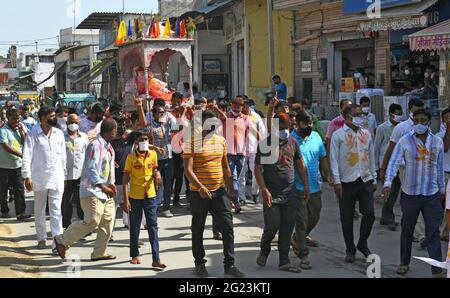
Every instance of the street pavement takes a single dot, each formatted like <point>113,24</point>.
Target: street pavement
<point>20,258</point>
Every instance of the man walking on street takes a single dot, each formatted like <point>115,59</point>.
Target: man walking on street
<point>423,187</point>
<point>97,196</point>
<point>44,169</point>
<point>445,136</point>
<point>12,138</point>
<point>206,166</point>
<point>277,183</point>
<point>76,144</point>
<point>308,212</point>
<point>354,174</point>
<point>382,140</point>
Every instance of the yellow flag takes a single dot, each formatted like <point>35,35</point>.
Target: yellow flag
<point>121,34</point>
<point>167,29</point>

++++++++++

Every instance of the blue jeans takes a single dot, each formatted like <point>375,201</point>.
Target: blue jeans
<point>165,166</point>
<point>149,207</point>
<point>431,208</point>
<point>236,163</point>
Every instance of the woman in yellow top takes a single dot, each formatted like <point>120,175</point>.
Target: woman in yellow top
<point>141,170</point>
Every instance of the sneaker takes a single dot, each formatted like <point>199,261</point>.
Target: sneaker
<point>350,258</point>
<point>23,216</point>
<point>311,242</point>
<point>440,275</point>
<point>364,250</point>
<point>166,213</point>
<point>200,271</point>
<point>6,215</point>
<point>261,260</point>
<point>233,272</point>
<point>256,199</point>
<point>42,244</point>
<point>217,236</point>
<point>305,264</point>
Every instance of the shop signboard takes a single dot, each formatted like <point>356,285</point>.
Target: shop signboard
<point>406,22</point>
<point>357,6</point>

++++++++++

#### WHAT NEEDS TO BE DONE
Using the entries shown above, reproduce verbatim the lines from the line bearing "Every instance of the street" to the line bearing "Every instance of the man", inclusive.

#### COMPLETED TASK
Every instance of the street pavement takes a single dot, each formatted like <point>113,24</point>.
Target: street pavement
<point>20,258</point>
Every instance of the man walking on street takes a single dot, each formatted like <point>115,59</point>.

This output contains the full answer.